> _Task brief_: Could the listing below be reproduced exactly, minus its pictures?

** Information supplied follows **

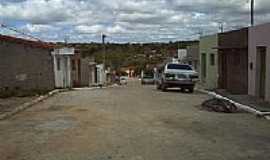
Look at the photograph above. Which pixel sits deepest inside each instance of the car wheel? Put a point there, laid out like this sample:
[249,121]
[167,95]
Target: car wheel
[158,86]
[182,89]
[163,88]
[191,90]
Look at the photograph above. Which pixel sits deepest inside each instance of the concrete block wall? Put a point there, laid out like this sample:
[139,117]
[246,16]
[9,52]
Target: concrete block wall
[23,67]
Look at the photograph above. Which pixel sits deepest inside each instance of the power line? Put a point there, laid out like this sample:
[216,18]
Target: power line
[20,32]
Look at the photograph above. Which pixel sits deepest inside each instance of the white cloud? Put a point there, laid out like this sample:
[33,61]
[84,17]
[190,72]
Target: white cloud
[146,20]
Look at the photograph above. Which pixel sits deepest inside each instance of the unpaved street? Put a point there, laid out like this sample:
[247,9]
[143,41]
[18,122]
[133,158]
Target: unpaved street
[133,122]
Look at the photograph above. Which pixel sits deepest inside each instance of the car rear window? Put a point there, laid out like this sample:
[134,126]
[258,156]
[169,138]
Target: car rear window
[179,66]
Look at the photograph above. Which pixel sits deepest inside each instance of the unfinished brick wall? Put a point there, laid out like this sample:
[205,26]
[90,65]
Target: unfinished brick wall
[25,68]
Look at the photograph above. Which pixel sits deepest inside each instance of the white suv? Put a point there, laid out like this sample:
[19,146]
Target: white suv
[177,75]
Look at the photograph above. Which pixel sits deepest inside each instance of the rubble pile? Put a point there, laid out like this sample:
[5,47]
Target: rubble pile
[219,105]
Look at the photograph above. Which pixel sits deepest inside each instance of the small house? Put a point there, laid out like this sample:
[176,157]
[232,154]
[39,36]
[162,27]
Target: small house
[208,61]
[193,56]
[83,70]
[25,65]
[233,61]
[259,61]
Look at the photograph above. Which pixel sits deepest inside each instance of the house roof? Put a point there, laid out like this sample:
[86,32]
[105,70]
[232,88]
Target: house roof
[35,44]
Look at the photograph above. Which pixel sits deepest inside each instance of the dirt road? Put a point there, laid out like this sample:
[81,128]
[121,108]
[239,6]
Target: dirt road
[131,123]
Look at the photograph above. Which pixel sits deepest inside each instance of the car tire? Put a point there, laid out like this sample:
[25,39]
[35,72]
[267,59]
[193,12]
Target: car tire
[158,86]
[163,87]
[191,90]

** End of Information supplied **

> _Expected answer_:
Look at the photograph above. Which pixel sits deepest inside each instance of the car wheel? Put a point there, laid out like this sample:
[249,121]
[167,95]
Target: car wheel
[158,86]
[182,89]
[163,88]
[191,90]
Look at the photograph above. Which pixel sits deepest inside each instance of the concrete block wall? Put a point there, laid out like this sample:
[139,117]
[246,16]
[9,52]
Target: concrete block wall
[23,67]
Look at the photograph above. Which pixel sits deepest inside each instance of the power line? Put a point there, laid out like this sample:
[216,18]
Target: power line
[20,32]
Look at the photograph above. Which pixel sits deepest inside each instance of the white cloud? Put a point there, laid out like this sample:
[33,61]
[84,17]
[190,72]
Target: white cloud
[146,20]
Look at the photograph above. Which pixel sits deepest inside each instance of the unpaved street? Put a point there, laid out like this sample:
[247,9]
[143,41]
[18,122]
[133,158]
Target: unpaved street
[133,122]
Look at the photograph above. Which pixel sits deepest inside each instance of the car rear window? Put a point there, laid out like this sample:
[134,126]
[258,156]
[169,138]
Target: car rear window
[179,66]
Look at the photograph above. Which pixel sits deepest inside each instance of the unfinished brick wall? Put a point there, laid out like this sample:
[205,26]
[90,65]
Target: unfinished brick wall
[25,68]
Look at the photograph above. Which pixel sits deepest inside each instance of the white suv? Put a point there, laid out like this sample:
[19,146]
Target: white suv
[177,75]
Look at the photograph above. Which pixel sits deepest inside each instance of the rubble pile? Put a point there, laid out like this sample:
[5,47]
Target: rubble pile
[219,105]
Look at the photograph above. Which pixel sits deepest inside each instance of the small house? Put a point there, laid out like this sample:
[176,157]
[232,154]
[39,36]
[162,27]
Target: small house
[208,61]
[193,56]
[83,70]
[25,65]
[233,61]
[259,61]
Look at the photograph above. Which pixel sits deepest inside each instance of the house roof? Put a point there, laid out like this sample:
[86,32]
[105,70]
[232,88]
Target: house roof
[35,44]
Look at the photograph above. Which pixel sits deepest inside each instance of the dirt road? Put a point there, laid out like this sample:
[81,128]
[121,108]
[239,6]
Target: dirt road
[131,123]
Look at the photograph above. Which pixel sits deepest inside each instance of the car tire? Put a point there, laid out like this sample:
[25,39]
[35,72]
[267,59]
[193,12]
Target: car tire
[158,86]
[163,87]
[191,90]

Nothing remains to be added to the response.